*Written task 1:*
Substitute "shipping company" for "mapping company" and copy out the interview excerpt from "Tim: How do you that?" to "jump I guess.".
*Written task 2:*
According to the interview excerpt, for how long was it difficult for Yuya's company to get a new customer?

*Selected excerpt:*

****

Tim: So it was the government program working with the university to promote university technology.
Tim: Well this is one thing that I think that Japanese universities are only starting to do. American universities are very good at making money from the technology developed there and encouraging the students to commercialize it. Japan has always been very bad at that and it sounds like this is one of the very first attempts to monetize work done at the university.
Yuya: Yes, but the way the university supports this startup company was no good at that time because they are just paying money for…
Tim: Some basic seed funding and that’s all.
Yuya: That’s all. Of course the money is very important but they need other things to make a startup.
Tim: Sure, you’re just students.
Yuya: Yeah just students. They need to learn the management of the company.
Tim: Yeah, you have picked one of the hardest markets to disrupt, I think. Aerospace is not usually something that startups got running into. You end up against your own limitations on the business side pretty quick right? Because you were saying nobody took your cube sats, your microsatellites seriously at all at first.
Yuya: Yeah. I swear that was too early for us to start this type of business. And I visited many companies about their satellite projects.
Tim: How do you that? How do you sell a satellite?
Yuya: So at first, I did visit some companies like a toy company, a mapping company, and talked about our satellites. It didn’t work.
Tim: Too big of a jump I guess.
Yuya: They get interest in our satellite at first. In 30 minutes they stop thinking because they cannot imagine how they can use our satellites.
Tim: It would probably be very easy to get lots of meetings because it’s such a fascinating topic but actually getting internal approval for a company to launch a satellite is something…
Yuya: You know, the Japanese company’s structure, because there are a lot of hierarchies. So if we talked with some person in the company, even if he is thrilled about this project, he needs to persuade their boss, and their boss needs to persuade their boss. It’s so difficult.
Tim: It’s the project that will die in committee for sure.
Yuya: So it is difficult for us to get a new customer for five years. But the environment is getting closer to us. More and more people have interest in this new business using space.
Tim: How do you think this is going to change it if launching a satellite using this new technology? So you were talking about three to five million dollars to launch a satellite. That opens it up to a whole new range of applications. So how do you think the use of satellites is going to change in the next ten years?

****

*Location labeling records:*
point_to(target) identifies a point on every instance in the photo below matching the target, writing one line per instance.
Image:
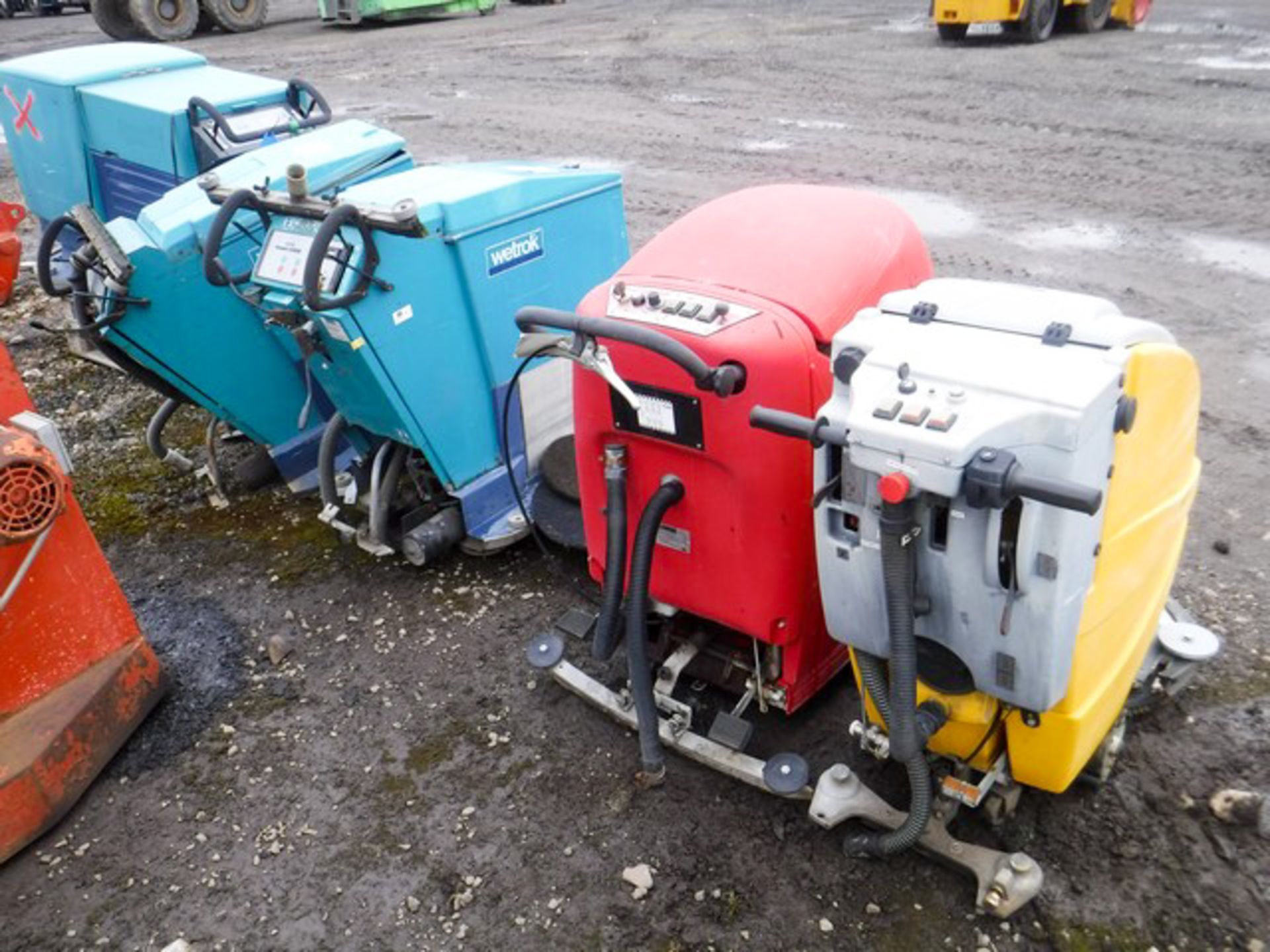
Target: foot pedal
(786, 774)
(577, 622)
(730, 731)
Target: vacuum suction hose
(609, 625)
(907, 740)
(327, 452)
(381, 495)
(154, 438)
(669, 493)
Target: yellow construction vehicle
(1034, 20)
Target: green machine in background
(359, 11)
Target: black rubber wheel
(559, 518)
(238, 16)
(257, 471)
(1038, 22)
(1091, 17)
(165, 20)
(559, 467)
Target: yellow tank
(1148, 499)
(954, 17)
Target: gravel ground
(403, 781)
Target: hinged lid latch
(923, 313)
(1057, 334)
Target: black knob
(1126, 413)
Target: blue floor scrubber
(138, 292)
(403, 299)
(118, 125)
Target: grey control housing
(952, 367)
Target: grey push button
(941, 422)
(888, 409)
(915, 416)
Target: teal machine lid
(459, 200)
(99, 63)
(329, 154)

****

*Task result 1:*
Tim: How do you that? How do you sell a satellite?
Yuya: So at first, I did visit some companies like a toy company, a shipping company, and talked about our satellites. It didn’t work.
Tim: Too big of a jump I guess.

*Task result 2:*
Five years.